**Exercise prompt**. In this data, count the lines in which "green" appears and give only that number.

(Records excerpted from a collection)

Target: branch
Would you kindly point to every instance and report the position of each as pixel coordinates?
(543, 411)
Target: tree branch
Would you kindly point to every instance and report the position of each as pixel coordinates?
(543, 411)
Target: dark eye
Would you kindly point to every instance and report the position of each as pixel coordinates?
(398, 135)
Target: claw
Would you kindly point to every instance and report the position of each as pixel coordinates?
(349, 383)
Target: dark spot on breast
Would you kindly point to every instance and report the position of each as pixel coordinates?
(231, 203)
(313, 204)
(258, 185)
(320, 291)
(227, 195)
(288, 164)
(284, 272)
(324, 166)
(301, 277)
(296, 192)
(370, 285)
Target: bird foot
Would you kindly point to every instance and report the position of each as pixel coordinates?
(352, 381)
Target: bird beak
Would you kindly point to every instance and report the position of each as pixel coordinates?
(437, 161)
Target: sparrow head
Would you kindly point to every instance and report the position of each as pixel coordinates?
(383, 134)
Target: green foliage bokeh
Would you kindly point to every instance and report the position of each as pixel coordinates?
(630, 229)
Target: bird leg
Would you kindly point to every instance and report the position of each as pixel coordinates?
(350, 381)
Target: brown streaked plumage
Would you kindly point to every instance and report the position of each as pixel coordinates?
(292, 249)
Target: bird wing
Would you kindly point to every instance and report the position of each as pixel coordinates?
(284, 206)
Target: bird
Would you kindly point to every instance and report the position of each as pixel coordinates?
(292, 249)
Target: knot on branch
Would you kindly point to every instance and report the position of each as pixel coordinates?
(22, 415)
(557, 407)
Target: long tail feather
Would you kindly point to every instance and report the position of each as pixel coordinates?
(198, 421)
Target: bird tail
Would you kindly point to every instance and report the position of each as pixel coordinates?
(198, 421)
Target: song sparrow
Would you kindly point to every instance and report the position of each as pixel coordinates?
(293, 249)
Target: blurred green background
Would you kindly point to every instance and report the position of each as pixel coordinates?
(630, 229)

...

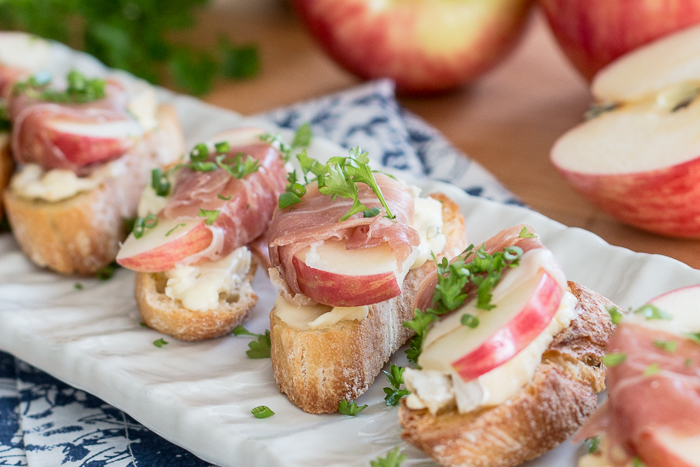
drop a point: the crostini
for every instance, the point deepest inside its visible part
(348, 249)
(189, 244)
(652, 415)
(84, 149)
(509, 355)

**Output below**. 2